Leaving out all pictures, write down exactly the lines from the one containing "For instance, an" through the last line of the material.

===== Data shown =====

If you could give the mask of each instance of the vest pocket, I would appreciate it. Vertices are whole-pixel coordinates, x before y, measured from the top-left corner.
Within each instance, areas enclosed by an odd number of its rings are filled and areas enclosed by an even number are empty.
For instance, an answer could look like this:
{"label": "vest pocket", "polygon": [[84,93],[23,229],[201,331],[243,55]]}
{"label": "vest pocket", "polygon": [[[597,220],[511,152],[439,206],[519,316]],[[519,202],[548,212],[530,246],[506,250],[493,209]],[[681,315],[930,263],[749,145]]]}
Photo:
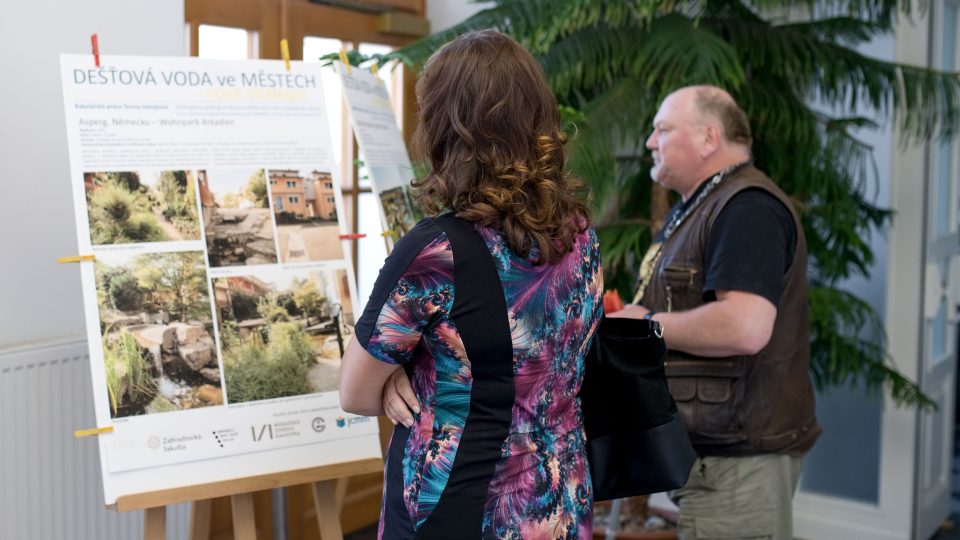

=====

Response to the exercise ::
For instance, an answer could look like this:
{"label": "vest pocket", "polygon": [[84,93],[23,229],[201,331],[243,55]]}
{"label": "vest pocket", "polygon": [[[597,220],[511,152],[439,206],[519,316]],[[519,202],[548,212],[530,246],[506,250],[493,209]],[[681,315],[930,263],[749,145]]]}
Photo:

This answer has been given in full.